WRITTEN PROBLEM: Count the lines of the material that contain the string "window", matching case exactly, and reply with that number alone.

(Records from a point labeling set)
┌──

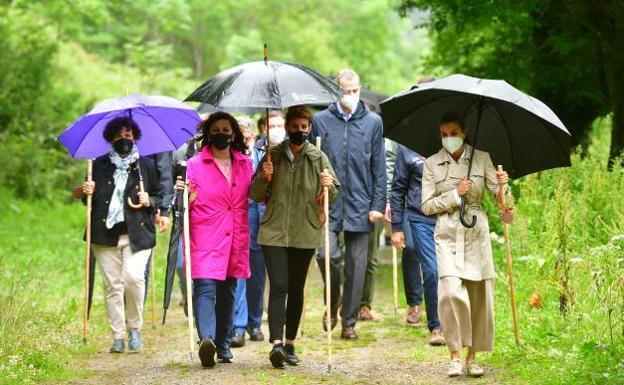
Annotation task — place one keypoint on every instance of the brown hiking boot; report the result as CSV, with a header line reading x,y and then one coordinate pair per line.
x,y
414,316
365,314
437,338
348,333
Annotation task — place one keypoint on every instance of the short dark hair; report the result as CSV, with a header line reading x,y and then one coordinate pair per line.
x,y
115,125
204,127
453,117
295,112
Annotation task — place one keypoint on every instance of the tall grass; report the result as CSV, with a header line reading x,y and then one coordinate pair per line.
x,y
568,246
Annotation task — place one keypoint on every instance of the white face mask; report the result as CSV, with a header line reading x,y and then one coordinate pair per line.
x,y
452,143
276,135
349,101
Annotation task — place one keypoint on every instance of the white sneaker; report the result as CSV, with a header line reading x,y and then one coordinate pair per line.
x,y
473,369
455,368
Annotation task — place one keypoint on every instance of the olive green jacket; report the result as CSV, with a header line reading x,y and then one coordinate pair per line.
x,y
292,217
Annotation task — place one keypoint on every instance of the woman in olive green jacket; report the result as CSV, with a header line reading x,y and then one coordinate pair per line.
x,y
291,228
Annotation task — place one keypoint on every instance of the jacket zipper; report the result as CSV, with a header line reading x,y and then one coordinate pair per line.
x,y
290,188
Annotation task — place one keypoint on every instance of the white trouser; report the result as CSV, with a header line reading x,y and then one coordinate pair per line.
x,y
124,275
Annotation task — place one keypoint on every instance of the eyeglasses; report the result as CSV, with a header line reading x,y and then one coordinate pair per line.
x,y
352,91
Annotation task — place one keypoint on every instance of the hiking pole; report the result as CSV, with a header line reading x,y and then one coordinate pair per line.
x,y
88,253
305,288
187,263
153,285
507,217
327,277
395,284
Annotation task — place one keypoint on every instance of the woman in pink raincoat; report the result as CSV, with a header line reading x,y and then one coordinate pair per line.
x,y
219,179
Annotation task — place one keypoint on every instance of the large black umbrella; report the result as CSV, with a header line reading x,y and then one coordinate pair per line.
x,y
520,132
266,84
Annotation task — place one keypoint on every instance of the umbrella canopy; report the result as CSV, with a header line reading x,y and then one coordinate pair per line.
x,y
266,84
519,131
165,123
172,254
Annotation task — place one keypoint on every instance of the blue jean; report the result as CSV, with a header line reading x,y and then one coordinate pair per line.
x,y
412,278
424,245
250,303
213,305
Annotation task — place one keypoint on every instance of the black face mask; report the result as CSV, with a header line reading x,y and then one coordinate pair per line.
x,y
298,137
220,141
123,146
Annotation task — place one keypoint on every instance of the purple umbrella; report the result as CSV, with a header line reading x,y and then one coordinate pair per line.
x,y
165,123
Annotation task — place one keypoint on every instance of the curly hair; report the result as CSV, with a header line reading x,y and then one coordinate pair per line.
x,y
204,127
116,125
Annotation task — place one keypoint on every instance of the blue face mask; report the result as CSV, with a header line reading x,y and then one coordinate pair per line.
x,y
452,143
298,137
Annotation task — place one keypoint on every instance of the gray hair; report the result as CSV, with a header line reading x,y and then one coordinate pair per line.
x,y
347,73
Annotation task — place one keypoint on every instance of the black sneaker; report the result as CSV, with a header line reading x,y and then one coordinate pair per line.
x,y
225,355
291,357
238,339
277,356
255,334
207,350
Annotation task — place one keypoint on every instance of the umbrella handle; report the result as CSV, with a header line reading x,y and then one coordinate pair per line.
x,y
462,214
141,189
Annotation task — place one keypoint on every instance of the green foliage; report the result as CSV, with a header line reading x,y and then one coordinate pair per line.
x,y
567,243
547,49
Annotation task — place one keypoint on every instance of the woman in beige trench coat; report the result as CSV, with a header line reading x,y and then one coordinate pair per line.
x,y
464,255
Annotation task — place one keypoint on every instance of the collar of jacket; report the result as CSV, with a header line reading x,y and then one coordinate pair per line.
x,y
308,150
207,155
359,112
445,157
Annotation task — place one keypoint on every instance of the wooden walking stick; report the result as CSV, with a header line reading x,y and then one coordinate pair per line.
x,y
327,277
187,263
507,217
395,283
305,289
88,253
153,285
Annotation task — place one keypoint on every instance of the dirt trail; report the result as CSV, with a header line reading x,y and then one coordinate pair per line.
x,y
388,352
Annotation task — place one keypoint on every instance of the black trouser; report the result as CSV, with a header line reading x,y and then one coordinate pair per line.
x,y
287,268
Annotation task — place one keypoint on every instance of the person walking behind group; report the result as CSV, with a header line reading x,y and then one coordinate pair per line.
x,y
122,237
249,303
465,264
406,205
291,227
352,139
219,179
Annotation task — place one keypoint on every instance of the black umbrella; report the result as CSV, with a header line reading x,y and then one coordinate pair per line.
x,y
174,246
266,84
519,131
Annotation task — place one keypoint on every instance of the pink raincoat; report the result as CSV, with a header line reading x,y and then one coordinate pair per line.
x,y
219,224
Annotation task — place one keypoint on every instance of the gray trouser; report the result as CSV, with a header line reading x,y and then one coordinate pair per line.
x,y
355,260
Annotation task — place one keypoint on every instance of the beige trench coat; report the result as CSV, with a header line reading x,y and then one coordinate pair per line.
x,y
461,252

└──
┌──

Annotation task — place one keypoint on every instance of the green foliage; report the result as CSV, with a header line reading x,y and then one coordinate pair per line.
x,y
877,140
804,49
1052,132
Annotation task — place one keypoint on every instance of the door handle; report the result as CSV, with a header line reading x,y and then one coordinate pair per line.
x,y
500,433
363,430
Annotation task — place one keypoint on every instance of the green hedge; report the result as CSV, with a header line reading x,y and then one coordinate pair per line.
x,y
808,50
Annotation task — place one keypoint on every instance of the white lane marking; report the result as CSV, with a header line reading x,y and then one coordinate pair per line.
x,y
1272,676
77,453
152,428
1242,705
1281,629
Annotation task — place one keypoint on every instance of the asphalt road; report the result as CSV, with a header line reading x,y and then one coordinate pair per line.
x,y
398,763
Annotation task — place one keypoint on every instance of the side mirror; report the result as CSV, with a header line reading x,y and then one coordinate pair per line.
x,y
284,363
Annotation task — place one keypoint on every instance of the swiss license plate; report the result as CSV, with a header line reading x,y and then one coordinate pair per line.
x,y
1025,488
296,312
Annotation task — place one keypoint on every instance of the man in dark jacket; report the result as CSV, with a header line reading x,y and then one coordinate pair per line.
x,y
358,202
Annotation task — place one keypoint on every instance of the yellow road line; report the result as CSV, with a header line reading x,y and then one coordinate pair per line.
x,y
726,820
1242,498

└──
┌──

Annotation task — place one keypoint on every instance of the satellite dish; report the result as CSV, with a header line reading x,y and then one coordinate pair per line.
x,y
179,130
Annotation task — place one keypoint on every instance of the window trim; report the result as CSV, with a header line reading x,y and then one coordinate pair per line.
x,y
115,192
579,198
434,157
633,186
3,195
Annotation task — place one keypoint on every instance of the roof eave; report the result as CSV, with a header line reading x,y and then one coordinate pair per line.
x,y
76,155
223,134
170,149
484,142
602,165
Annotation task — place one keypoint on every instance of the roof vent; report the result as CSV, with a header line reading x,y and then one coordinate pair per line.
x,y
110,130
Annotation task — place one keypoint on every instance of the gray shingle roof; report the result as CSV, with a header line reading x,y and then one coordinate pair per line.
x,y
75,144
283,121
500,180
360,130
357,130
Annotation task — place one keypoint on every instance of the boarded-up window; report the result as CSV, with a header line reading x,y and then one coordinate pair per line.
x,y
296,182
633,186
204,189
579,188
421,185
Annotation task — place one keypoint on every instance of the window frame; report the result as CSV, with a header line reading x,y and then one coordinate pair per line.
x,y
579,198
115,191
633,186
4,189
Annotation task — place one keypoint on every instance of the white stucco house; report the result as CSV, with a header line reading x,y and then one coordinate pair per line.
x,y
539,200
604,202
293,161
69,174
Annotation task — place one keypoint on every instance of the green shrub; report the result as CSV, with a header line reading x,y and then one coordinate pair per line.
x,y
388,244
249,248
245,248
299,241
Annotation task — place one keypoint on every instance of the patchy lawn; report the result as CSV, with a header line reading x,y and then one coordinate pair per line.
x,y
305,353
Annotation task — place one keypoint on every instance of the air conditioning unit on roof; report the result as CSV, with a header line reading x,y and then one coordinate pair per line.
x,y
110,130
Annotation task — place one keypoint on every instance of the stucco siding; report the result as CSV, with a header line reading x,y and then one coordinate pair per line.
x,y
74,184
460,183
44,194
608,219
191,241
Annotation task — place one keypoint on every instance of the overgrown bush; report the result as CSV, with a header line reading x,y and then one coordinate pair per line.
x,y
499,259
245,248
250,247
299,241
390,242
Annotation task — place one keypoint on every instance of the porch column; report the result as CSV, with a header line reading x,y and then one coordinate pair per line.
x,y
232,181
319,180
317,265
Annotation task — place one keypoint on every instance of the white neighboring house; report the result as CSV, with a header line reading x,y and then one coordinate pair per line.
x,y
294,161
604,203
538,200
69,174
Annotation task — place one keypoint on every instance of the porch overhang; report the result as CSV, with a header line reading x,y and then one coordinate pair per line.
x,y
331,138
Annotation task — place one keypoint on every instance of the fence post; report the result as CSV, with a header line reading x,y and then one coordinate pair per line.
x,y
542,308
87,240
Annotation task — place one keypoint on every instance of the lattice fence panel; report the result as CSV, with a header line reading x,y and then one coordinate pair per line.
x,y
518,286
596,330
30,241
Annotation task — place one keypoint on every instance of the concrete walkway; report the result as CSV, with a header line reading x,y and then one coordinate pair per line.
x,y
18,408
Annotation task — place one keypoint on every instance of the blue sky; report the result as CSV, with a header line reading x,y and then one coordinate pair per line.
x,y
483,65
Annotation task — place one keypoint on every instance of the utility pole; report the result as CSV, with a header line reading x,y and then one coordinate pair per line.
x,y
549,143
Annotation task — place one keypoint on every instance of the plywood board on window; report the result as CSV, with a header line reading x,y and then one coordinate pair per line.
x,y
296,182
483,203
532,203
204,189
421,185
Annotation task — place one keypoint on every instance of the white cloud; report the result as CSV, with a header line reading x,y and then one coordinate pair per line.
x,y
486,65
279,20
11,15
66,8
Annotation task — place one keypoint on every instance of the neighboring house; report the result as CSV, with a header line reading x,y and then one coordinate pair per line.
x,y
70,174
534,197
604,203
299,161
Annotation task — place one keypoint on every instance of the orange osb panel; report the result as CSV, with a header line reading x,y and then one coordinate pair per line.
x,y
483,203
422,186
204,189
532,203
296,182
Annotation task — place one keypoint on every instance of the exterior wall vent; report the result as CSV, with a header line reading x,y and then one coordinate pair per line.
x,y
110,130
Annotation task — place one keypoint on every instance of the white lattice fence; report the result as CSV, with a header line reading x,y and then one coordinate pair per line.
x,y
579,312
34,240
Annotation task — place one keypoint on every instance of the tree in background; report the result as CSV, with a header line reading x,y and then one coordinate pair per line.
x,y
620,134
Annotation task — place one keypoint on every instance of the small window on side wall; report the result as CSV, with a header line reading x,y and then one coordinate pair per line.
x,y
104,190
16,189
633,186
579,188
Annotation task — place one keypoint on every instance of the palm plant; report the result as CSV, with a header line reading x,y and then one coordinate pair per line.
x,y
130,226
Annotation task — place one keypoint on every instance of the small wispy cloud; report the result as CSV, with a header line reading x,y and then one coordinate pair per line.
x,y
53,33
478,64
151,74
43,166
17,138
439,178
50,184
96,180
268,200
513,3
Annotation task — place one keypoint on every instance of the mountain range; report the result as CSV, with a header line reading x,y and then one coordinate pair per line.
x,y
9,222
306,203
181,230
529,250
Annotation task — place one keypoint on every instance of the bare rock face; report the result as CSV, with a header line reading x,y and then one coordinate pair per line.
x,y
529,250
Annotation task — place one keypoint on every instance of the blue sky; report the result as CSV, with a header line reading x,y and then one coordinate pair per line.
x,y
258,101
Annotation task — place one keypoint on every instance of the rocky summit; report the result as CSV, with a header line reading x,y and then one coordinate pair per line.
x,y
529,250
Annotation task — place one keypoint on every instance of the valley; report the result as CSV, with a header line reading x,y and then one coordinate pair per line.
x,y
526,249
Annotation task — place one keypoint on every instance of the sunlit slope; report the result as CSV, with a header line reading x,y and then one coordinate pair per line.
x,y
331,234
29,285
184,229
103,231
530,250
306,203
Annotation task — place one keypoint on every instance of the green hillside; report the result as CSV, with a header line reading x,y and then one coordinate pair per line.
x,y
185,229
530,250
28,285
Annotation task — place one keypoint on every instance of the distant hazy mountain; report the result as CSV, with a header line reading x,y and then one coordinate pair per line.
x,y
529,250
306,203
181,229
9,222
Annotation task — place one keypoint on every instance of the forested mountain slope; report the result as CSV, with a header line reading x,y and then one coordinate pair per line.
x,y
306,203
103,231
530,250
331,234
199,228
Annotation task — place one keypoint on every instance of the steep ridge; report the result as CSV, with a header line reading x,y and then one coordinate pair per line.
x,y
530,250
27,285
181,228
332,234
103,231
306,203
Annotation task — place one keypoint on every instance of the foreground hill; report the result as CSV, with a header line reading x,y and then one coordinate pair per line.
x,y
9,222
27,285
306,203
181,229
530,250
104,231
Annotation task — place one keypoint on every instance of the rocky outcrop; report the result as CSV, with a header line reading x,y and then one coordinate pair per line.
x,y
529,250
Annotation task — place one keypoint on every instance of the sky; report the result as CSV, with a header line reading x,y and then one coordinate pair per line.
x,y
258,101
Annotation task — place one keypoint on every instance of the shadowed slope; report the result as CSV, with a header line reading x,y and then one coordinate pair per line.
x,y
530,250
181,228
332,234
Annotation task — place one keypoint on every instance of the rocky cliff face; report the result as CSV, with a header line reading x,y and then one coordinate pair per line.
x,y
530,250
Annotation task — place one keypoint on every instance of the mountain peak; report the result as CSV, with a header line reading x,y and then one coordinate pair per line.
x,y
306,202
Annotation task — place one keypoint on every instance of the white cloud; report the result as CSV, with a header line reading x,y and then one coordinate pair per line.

└──

ANSWER FOR THE TASK: 5